» **SOURCE EXTRACT**
__________________________________________________
The Moving Finger writes; and, having writ, Moves on: nor all your Piety nor Wit Shall lure it back to cancel half a Line, Nor all your Tears wash out a Word of it.


Best
____
What human would want an AI whispering in their ear, directing their every action, as if they were the soulless automaton? There a Scifi short story about that.

Jumper said...

Well, I don't wander into dystopia very often, and when I do, at least I clean the place up before I leave. Yes, it was dystopian, and yes, it was also poking fun at certain business types and politicians at the same time.

Unknown said...

I prefer the formulation by Richard Armour:

The moving finger writes, and, having writ,
Is badly stained with ink, you must admit.

Paul SB said...

Alfred, as far as math education goes, you are likely right, though I don't blame my former teachers (most of whom are probably no longer with us now). Actually, I blame one of them, Mr. Selk was such a horrible man I still remember his snarling face after all these years, but that's beside the point. I've heard some innovative things, and the new Common Core standards emphasize more practical, hands-on approaches, though most math teachers are having a hard time adapting, as I understand it (and maybe more important, most administrators are rather clueless how to do it themselves). But for me the window of opportunity closed a long time ago. Maybe when I retire.
__________________________________________________
» **DATA ENTRIES**
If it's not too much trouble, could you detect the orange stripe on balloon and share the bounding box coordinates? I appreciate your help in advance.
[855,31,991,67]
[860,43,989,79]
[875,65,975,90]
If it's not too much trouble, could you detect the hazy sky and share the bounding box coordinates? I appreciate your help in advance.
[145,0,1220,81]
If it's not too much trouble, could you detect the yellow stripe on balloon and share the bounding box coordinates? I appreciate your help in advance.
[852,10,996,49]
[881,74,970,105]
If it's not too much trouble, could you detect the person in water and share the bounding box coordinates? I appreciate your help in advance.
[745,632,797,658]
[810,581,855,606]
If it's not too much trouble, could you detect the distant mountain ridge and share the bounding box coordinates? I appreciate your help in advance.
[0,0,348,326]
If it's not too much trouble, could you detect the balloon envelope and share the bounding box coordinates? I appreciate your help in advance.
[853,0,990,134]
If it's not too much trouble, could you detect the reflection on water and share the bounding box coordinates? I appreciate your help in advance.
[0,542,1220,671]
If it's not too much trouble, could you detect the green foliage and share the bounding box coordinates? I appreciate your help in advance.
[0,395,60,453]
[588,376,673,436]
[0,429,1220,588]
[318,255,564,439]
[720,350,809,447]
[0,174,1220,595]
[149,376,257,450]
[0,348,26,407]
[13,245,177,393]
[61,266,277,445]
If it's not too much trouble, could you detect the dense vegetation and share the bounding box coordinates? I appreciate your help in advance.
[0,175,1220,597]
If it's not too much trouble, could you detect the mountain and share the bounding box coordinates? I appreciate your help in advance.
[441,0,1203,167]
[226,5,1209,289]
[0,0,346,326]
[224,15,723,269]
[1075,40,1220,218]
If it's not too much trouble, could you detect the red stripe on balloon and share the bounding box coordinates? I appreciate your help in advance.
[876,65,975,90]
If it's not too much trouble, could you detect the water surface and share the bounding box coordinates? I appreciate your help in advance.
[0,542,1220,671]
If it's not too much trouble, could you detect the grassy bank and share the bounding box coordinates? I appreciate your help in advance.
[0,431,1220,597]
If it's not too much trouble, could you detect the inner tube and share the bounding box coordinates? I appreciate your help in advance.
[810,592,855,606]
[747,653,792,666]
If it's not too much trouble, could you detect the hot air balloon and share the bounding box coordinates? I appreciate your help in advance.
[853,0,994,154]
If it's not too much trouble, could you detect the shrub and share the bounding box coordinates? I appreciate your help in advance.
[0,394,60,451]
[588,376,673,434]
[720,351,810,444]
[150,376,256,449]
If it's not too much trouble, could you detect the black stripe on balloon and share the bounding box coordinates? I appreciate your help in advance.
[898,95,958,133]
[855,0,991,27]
__________________________________________________
» **WORK INSTRUCTIONS**
A. In the comment thread, which former teacher does Paul SB say he blames?
B. Format the lines of the listing from the line containing "If it's not too much trouble, could you detect the distant" through the line containing "[0,175,1220,597]", inclusive, as a JSON list of strings with one string per line.
The comment thread has no connection to the listing.

» **SOLUTIONS TO THE TASKS**
A. Mr. Selk.

B.
[
  "If it's not too much trouble, could you detect the distant mountain ridge and share the bounding box coordinates? I appreciate your help in advance.",
  "[0,0,348,326]",
  "If it's not too much trouble, could you detect the balloon envelope and share the bounding box coordinates? I appreciate your help in advance.",
  "[853,0,990,134]",
  "If it's not too much trouble, could you detect the reflection on water and share the bounding box coordinates? I appreciate your help in advance.",
  "[0,542,1220,671]",
  "If it's not too much trouble, could you detect the green foliage and share the bounding box coordinates? I appreciate your help in advance.",
  "[0,395,60,453]",
  "[588,376,673,436]",
  "[0,429,1220,588]",
  "[318,255,564,439]",
  "[720,350,809,447]",
  "[0,174,1220,595]",
  "[149,376,257,450]",
  "[0,348,26,407]",
  "[13,245,177,393]",
  "[61,266,277,445]",
  "If it's not too much trouble, could you detect the dense vegetation and share the bounding box coordinates? I appreciate your help in advance.",
  "[0,175,1220,597]"
]